Pull out every line of the listing below that contains the string "bridge". Case counts.
-- Start --
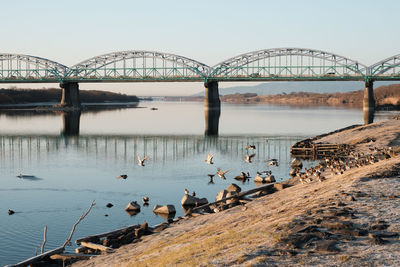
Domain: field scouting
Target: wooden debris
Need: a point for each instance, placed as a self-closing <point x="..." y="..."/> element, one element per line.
<point x="39" y="257"/>
<point x="96" y="246"/>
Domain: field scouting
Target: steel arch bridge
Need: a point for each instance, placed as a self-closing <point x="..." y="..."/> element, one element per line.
<point x="387" y="69"/>
<point x="286" y="64"/>
<point x="131" y="66"/>
<point x="278" y="64"/>
<point x="17" y="68"/>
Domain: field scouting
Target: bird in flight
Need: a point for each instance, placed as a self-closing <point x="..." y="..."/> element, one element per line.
<point x="222" y="173"/>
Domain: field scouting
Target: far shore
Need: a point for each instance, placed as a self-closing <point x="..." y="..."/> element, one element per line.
<point x="349" y="218"/>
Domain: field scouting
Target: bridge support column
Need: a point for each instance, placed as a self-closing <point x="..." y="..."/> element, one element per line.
<point x="212" y="108"/>
<point x="369" y="102"/>
<point x="70" y="95"/>
<point x="71" y="121"/>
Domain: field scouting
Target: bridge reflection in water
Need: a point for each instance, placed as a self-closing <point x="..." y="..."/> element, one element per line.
<point x="16" y="149"/>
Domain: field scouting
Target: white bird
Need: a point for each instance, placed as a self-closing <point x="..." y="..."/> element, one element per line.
<point x="248" y="157"/>
<point x="222" y="173"/>
<point x="210" y="158"/>
<point x="273" y="162"/>
<point x="141" y="161"/>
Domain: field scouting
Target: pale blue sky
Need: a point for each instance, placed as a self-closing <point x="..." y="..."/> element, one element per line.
<point x="207" y="31"/>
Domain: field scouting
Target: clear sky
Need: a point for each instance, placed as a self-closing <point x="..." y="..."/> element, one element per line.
<point x="208" y="31"/>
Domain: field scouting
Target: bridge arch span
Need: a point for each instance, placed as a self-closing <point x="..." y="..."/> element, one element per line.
<point x="288" y="64"/>
<point x="139" y="66"/>
<point x="388" y="68"/>
<point x="26" y="68"/>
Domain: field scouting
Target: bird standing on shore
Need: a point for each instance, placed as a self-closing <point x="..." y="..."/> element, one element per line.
<point x="209" y="158"/>
<point x="211" y="176"/>
<point x="141" y="161"/>
<point x="250" y="147"/>
<point x="248" y="157"/>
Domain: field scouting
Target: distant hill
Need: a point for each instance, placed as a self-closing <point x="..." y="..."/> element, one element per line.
<point x="273" y="88"/>
<point x="19" y="96"/>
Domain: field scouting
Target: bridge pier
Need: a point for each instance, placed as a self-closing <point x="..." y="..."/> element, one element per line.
<point x="212" y="108"/>
<point x="368" y="102"/>
<point x="70" y="95"/>
<point x="71" y="121"/>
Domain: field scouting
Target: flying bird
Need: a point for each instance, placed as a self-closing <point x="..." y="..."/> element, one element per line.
<point x="222" y="173"/>
<point x="123" y="176"/>
<point x="248" y="157"/>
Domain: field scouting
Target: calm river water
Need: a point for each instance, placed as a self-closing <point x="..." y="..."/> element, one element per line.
<point x="70" y="172"/>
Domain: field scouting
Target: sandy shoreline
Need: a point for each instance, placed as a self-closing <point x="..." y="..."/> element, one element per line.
<point x="349" y="219"/>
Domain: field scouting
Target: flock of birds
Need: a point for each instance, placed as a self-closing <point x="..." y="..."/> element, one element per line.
<point x="337" y="166"/>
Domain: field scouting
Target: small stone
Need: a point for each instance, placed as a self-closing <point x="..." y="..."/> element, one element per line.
<point x="166" y="209"/>
<point x="376" y="240"/>
<point x="327" y="246"/>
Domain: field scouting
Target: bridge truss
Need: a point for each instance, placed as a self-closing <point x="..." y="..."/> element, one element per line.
<point x="138" y="66"/>
<point x="25" y="68"/>
<point x="288" y="64"/>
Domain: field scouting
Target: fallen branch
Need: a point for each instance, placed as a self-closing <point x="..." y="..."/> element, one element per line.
<point x="68" y="241"/>
<point x="113" y="232"/>
<point x="44" y="239"/>
<point x="96" y="246"/>
<point x="254" y="190"/>
<point x="38" y="257"/>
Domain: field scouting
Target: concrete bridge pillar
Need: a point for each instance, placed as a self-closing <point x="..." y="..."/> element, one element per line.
<point x="70" y="95"/>
<point x="212" y="108"/>
<point x="71" y="120"/>
<point x="211" y="99"/>
<point x="369" y="102"/>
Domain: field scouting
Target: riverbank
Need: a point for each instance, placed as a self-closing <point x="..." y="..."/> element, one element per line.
<point x="386" y="98"/>
<point x="349" y="219"/>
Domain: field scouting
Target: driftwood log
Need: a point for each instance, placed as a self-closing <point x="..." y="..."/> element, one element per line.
<point x="114" y="232"/>
<point x="68" y="256"/>
<point x="241" y="194"/>
<point x="96" y="246"/>
<point x="38" y="257"/>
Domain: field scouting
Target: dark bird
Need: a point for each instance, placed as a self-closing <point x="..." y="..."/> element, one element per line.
<point x="211" y="176"/>
<point x="210" y="158"/>
<point x="222" y="173"/>
<point x="250" y="147"/>
<point x="141" y="161"/>
<point x="145" y="200"/>
<point x="248" y="157"/>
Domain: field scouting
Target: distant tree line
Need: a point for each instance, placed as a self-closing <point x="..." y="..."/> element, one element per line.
-- End --
▸ **ANSWER TO THE EXERCISE**
Target: steel arch bridge
Target: bridge support column
Target: bridge reflection in water
Target: bridge arch span
Target: bridge pier
Target: bridge truss
Target: concrete bridge pillar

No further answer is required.